> [TASK TO COMPLETE] Where does the string "clicks" occur in the entries below? Copy every line where it does.

INPUT DATA Block Start

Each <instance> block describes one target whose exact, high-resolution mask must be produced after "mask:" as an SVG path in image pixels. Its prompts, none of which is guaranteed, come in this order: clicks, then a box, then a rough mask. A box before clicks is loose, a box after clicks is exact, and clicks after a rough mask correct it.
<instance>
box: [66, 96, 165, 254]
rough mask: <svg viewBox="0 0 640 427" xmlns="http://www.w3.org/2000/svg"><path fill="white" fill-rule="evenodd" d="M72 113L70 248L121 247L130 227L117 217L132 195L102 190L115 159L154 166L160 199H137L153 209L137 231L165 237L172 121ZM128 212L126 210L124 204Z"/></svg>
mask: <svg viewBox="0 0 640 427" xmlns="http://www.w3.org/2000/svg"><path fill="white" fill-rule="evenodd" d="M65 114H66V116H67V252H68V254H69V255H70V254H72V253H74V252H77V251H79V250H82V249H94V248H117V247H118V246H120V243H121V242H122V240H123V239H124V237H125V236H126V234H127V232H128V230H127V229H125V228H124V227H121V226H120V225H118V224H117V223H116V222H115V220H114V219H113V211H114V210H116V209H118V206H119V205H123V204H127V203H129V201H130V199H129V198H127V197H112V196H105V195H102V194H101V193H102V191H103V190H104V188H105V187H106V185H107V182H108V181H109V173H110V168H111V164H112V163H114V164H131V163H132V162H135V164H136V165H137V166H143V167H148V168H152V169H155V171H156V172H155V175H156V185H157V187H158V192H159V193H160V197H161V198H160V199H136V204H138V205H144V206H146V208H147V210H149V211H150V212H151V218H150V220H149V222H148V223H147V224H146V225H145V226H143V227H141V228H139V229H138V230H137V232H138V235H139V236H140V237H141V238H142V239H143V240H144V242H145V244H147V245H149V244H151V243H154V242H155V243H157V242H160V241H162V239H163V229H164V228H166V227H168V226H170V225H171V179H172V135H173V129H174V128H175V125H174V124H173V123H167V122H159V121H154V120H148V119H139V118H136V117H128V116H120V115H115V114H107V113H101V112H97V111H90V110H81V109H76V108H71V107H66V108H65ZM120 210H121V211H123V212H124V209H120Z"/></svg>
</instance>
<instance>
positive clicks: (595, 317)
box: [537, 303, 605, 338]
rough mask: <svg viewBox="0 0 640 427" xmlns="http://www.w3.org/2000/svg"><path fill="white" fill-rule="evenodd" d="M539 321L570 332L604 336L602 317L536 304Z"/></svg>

INPUT DATA Block End

> [OUTPUT]
Each <instance> block describes one target whose exact, high-resolution mask must be produced after "mask:" as an SVG path in image pixels. Its prompts, none of which is guaranteed, come in this order: clicks, then a box, then a rough mask. A box before clicks is loose, a box after clicks is exact, and clicks after a rough mask correct it.
positive clicks: (595, 317)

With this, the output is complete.